Text provided:

How to determine/record outages

I have been tasked with setting up outage notifications to my group (for example, sending an email or automatically generating a problem incident when HealthShare/Ensemble experiences an outage), and determining outage statistics (for example, the time frame when HealthShare/Ensemble was unavailable).  I admit I am having a hard time even defining what should be considered an “outage”.  Currently, we are using HealthShare 2017.2.1 (Cache for UNIX (Red Hat Enterprise Linux for x86-64) 2017.2.1 (Build 801_3_18095U) Mon May 7 2018 14:40:07 EDT [HealthShare Modules:Core:15.031.8653 + Linkage Engine:15.03.8653]), primarily for HL7 TCP and file transfers only.  We have a primary/failover set up with two servers, plus a third server set up as DR.  

Do you have any recommendations or suggestions for how to define an outage, how to determine if an outage has occurred, and how to determine how long the outage lasted?  Any insight or direction is greatly appreciated. 

  • 0
  • 0
  • 120
  • 0
  • 1

Answers

Hi Ruth,  

Thanks for your questions.  I agree that an outage is difficult to define, but I'll mention a few things you should keep an eye on to give you a starting place.  If you're not sure about a particular concept below, please take a look at the HealthShare/Ensemble Documentation for more information. 

1) The Red Hat Server: A HealthShare/Ensemble instance runs on top of a server, so it's important to setup server-level monitoring to report any outages.  This might come in the form of a secondary server recording network pings and noting when your HealthShare server doesn't respond or something more complex.  Since you're running on Red Hat, work with your Linux admin to get more information on this.

2) Your HealthShare/Ensemble Instance(s): You can check whether your instance is running from Linux shell by running "ccontrol list" (run "ccontrol help" for additional information).  Once again, your Linux admin should be able to write an OS script to continuously check if HealthShare/Ensemble is running and email if something is wrong.  There are also a number of screens in the Management Portal including the 'System Dashboard' and 'Ensemble System Monitor' which list a value called "System Up Time" which shows how long the instance has been running.  Note also that the "cconsole.log" file contains phrases like "Recovery started at Wed Aug 15 07:03:04 2018" which denote when the instances starts.  

3) Your Ensemble Production(s) within an Instance:  You will have one or more Ensemble Namespaces on your instance, each of which can supporting exactly one running Ensemble Production. A Running Ensemble Production has a status of "Running", so if you define an outage as your Ensemble Production being down, you can look for a status other than "Running".  There are a number of classmethods in the 'Ens.Director' class which will report this information [like GetProductionStatus() and  IsProductionRunning()].  

4) Your Individual Business Host(s): An Ensemble production will have a number of Business Services, Business Processes, and Business Operations which might be in an Error or other bad state.  Depending on how you define "outage", you might want to check on the status of these items using the "Ensemble Production Monitor" to confirm they're running properly.  

I hope this helps.  

Best Regards,

Sebastian Musielak

Recorded information:
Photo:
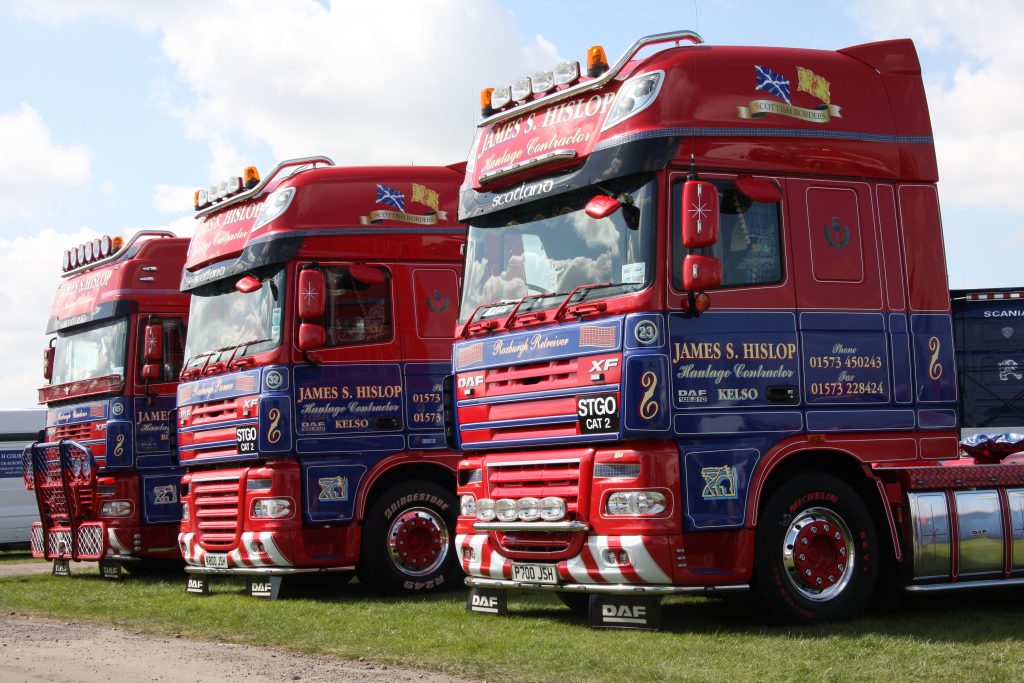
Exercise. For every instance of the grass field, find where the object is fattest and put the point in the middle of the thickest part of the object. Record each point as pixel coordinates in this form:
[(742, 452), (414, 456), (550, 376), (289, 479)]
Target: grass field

Work to do:
1) Translate this sentence from the HealthShare outage thread into Spanish: "Since you're running on Red Hat, work with your Linux admin to get more information on this."
2) Output the passage of the HealthShare outage thread between "Do you have" and "for more information.", inclusive.
3) For each statement, say yes or no according to the HealthShare outage thread and quote the words that decide it:
(a) The asker uses HealthShare primarily for HL7 TCP and file transfers.
(b) The asker's setup has a single server and no disaster recovery server.
(c) The reply says the "System Up Time" value shows how long the instance has been running.

Correct answers:
1) Dado que usa Red Hat, trabaje con su administrador de Linux para obtener más información sobre esto.

2)
Do you have any recommendations or suggestions for how to define an outage, how to determine if an outage has occurred, and how to determine how long the outage lasted?  Any insight or direction is greatly appreciated. 

  • 0
  • 0
  • 120
  • 0
  • 1

Answers

Hi Ruth,  

Thanks for your questions.  I agree that an outage is difficult to define, but I'll mention a few things you should keep an eye on to give you a starting place.  If you're not sure about a particular concept below, please take a look at the HealthShare/Ensemble Documentation for more information.

3)
(a) Yes: "primarily for HL7 TCP and file transfers only"
(b) No: "We have a primary/failover set up with two servers, plus a third server set up as DR."
(c) Yes: "which list a value called "System Up Time" which shows how long the instance has been running"